> **The problem**
Return each line of the listing below that contains the word "finial". Matches are case-sensitive.

(Items listed in a dataset)
# # # #

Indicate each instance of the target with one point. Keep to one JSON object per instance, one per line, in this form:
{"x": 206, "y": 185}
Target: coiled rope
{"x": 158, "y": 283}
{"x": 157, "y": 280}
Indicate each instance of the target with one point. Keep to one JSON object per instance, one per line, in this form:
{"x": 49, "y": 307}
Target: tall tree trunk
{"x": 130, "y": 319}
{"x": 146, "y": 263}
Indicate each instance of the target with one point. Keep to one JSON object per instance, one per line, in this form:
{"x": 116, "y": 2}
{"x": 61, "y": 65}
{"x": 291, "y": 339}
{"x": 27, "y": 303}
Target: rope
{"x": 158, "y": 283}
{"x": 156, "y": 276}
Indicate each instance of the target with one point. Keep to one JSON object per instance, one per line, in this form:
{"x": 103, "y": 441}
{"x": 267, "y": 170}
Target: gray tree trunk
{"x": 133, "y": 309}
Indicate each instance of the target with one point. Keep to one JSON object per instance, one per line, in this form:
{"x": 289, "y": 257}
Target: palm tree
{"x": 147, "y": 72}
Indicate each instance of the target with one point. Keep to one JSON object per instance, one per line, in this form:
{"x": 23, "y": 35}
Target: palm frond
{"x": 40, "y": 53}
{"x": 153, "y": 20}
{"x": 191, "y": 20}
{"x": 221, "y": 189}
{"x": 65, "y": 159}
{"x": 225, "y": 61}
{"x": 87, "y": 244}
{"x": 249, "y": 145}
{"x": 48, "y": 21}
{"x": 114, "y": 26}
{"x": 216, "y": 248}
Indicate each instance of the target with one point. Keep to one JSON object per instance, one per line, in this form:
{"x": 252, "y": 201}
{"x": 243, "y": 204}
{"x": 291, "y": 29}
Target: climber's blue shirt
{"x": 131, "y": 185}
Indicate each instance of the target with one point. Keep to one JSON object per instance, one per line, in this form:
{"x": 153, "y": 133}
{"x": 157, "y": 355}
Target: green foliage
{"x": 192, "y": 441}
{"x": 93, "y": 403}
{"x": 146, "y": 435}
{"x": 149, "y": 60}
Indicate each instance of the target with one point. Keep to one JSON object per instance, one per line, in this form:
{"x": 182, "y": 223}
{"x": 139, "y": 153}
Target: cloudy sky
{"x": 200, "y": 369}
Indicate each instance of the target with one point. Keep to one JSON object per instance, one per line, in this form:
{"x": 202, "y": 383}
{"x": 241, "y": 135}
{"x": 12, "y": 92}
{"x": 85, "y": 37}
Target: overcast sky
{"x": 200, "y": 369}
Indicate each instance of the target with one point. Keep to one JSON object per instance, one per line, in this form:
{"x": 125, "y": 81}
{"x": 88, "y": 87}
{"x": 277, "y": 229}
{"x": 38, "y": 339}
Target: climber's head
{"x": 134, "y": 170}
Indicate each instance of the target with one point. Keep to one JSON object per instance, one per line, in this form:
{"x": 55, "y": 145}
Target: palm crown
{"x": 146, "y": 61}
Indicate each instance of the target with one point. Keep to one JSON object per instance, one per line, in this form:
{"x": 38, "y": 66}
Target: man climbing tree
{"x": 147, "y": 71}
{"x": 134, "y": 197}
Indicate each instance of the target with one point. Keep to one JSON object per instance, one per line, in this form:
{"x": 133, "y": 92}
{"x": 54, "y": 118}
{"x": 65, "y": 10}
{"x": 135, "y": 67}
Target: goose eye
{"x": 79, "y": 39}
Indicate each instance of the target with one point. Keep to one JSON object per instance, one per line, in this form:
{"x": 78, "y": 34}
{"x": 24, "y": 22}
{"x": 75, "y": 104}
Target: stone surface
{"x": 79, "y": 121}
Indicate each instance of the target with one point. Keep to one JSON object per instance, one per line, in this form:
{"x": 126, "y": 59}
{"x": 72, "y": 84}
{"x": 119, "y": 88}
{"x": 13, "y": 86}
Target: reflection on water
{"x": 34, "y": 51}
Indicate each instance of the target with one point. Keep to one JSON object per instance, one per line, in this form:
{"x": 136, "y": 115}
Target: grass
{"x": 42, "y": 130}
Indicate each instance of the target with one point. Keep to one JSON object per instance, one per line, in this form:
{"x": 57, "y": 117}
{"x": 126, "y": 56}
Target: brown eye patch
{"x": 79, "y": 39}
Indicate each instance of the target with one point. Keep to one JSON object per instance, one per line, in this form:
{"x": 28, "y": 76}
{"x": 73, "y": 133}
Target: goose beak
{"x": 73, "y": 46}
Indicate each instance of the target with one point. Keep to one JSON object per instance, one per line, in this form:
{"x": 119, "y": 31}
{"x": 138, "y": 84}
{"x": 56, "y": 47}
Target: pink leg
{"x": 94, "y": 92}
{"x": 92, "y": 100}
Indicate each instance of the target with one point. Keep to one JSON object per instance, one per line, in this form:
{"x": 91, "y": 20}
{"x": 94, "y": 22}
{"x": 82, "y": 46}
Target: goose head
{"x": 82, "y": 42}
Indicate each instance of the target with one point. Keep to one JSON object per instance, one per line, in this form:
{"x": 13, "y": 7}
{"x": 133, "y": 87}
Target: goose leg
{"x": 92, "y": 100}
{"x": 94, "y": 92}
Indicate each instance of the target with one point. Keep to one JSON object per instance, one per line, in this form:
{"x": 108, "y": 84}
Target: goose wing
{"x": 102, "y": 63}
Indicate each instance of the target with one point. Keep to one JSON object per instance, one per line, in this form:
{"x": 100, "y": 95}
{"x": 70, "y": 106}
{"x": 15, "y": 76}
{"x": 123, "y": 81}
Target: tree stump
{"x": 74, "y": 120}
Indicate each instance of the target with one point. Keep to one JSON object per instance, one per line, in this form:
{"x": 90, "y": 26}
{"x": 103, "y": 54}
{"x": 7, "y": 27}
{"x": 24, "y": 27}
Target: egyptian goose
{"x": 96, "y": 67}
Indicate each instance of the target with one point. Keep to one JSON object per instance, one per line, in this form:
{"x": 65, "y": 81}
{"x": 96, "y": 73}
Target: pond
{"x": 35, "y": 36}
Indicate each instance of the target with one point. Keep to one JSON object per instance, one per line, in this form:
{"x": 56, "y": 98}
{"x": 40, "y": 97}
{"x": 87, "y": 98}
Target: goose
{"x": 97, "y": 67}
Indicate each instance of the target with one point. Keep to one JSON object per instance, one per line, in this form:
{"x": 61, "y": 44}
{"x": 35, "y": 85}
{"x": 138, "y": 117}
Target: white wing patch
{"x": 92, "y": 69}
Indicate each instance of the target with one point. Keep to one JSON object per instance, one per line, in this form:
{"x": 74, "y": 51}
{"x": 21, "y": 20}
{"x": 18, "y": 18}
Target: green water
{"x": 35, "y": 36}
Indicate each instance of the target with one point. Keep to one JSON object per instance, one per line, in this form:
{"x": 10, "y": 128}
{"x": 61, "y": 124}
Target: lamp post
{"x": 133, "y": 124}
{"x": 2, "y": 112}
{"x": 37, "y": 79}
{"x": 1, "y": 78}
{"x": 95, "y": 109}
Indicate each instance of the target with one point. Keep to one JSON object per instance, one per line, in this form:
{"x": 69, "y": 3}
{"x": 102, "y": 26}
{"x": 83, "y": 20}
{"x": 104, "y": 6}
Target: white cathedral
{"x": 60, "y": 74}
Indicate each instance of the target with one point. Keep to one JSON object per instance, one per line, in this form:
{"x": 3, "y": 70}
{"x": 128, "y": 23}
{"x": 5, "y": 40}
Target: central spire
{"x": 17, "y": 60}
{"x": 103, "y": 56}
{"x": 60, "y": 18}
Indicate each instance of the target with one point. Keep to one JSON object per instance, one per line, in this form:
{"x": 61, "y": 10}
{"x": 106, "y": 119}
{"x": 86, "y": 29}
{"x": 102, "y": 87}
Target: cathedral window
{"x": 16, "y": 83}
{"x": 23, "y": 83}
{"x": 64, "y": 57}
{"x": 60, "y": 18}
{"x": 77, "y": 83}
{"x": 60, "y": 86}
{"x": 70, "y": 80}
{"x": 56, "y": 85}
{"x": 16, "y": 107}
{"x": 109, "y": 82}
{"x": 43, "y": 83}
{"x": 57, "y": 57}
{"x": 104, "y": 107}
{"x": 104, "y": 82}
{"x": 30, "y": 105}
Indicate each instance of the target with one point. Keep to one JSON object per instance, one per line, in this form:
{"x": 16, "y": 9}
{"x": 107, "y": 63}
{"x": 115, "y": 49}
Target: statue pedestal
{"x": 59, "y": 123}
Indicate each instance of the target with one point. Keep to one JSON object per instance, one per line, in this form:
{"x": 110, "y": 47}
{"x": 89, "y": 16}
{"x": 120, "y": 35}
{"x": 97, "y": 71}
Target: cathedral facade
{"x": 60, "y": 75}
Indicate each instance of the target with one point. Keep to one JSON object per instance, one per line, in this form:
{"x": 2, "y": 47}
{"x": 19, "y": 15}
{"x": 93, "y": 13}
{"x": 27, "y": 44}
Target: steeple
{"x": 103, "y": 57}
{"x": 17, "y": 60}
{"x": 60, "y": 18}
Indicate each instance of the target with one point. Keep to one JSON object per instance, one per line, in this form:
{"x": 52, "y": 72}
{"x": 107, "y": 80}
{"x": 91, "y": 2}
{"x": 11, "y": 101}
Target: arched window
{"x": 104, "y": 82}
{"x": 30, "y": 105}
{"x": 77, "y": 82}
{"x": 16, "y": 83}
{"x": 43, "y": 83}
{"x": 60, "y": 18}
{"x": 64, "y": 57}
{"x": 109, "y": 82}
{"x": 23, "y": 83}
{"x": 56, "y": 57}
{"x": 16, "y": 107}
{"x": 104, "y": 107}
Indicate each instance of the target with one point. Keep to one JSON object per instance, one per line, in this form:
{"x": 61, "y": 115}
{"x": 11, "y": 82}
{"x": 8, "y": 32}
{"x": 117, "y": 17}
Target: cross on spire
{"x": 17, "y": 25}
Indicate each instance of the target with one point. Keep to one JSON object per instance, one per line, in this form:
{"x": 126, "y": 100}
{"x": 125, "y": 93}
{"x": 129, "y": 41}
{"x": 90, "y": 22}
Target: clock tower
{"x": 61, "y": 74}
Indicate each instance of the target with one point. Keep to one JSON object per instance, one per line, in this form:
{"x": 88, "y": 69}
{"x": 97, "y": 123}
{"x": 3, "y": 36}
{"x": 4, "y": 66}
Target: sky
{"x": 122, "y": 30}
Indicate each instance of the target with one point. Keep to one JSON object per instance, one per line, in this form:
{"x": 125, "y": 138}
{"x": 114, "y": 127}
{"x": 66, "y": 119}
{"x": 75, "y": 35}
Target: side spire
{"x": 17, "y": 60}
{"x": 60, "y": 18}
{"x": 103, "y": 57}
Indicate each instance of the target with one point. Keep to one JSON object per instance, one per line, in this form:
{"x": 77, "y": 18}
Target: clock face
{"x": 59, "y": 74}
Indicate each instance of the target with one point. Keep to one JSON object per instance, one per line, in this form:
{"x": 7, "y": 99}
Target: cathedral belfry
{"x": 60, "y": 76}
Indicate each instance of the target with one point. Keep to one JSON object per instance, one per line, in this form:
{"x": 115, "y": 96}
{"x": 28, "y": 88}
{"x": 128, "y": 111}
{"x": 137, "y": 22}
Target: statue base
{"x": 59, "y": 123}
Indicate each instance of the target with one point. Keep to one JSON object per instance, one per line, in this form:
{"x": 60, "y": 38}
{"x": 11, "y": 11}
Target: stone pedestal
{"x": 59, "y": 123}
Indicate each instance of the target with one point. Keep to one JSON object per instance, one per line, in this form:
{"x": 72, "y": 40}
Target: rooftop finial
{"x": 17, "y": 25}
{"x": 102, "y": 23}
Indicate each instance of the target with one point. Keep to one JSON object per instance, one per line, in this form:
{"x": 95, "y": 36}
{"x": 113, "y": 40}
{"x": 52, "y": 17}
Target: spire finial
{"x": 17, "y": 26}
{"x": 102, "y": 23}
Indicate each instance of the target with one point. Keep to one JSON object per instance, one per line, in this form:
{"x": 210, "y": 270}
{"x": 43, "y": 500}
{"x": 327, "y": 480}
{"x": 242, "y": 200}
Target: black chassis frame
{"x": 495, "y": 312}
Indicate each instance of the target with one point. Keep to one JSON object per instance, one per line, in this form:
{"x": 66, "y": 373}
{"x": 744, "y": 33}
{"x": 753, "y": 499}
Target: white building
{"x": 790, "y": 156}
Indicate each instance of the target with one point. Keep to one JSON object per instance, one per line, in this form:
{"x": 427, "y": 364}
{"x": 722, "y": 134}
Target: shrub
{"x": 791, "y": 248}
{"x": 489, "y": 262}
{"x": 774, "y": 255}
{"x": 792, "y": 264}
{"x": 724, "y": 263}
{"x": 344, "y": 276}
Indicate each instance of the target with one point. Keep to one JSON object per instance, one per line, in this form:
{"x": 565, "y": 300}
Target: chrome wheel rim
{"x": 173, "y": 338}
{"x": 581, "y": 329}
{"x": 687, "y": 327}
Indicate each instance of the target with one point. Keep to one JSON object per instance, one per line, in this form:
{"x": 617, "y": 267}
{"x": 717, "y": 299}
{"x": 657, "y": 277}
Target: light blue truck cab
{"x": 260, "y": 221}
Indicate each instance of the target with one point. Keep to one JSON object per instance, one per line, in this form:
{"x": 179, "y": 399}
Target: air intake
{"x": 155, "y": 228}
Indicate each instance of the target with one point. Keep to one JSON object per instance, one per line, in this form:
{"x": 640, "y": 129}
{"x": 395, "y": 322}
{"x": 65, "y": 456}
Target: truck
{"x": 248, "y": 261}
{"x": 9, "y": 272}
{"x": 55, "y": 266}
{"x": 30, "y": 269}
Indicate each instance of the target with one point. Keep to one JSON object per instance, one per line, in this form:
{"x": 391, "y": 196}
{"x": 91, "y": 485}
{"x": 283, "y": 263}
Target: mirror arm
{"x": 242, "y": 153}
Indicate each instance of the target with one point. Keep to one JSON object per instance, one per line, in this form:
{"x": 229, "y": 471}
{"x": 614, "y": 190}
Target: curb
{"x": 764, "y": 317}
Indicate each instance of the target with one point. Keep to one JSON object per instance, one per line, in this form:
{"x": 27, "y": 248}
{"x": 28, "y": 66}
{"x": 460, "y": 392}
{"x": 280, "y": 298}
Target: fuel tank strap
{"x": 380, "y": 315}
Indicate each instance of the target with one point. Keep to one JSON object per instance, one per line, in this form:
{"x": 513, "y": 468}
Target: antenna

# # # #

> **Result of this exercise**
Target: rooftop finial
Target: spire finial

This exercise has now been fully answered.